REQUIRED WORK: Filter the lines below, copying only those with the string "uniform".

**** RECORDS TO PROCESS ****

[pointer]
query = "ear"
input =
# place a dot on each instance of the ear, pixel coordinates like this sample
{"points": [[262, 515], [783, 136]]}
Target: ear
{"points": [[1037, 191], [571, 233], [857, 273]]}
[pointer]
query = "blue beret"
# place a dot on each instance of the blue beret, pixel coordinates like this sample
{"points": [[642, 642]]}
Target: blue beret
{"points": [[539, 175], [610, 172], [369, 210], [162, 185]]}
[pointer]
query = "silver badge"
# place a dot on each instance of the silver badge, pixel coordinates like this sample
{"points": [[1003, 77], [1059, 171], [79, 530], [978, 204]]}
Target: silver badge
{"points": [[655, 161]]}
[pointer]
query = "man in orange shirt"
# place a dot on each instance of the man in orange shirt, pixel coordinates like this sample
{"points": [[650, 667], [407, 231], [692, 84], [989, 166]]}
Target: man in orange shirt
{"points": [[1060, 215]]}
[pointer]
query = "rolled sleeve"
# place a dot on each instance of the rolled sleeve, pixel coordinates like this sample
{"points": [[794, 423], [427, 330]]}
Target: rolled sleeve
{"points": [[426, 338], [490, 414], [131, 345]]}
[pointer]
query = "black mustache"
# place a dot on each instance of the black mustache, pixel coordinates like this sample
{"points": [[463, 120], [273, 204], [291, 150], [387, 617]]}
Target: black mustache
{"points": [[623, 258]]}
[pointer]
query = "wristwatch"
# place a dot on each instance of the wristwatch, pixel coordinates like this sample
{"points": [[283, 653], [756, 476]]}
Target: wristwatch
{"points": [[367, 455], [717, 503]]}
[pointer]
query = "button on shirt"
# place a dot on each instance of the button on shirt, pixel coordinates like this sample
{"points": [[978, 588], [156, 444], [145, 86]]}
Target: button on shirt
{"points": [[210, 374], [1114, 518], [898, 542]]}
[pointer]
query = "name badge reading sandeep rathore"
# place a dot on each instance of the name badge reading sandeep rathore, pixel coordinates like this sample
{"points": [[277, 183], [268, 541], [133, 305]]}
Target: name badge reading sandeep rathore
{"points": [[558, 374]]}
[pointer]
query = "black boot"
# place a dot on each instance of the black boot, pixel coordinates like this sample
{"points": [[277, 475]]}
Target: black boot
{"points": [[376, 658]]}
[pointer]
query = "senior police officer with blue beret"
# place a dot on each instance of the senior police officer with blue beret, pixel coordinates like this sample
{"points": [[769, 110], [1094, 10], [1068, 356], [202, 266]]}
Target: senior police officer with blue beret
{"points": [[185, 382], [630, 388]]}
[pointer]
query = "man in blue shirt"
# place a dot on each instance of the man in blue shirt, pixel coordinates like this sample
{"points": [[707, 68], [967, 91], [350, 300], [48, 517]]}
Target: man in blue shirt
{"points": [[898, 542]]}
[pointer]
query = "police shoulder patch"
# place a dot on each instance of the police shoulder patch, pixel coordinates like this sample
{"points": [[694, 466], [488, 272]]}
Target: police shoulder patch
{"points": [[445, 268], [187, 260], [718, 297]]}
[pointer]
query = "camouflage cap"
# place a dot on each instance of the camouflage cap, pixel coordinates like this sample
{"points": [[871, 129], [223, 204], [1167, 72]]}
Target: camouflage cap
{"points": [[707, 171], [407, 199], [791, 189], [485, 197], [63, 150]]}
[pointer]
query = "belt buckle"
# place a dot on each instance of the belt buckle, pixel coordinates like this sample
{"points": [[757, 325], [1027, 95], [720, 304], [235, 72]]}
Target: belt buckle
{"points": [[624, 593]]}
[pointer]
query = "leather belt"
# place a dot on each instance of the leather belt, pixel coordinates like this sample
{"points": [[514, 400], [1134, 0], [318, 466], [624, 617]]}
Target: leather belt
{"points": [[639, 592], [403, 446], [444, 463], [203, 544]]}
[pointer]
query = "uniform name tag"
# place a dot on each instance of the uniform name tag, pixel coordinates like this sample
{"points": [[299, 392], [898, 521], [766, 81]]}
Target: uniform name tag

****

OUTPUT OF THE TASK:
query = "uniform name tag"
# place a dot on each instance of the uniform name tag, pixel coordinates like this sample
Target: uniform name tag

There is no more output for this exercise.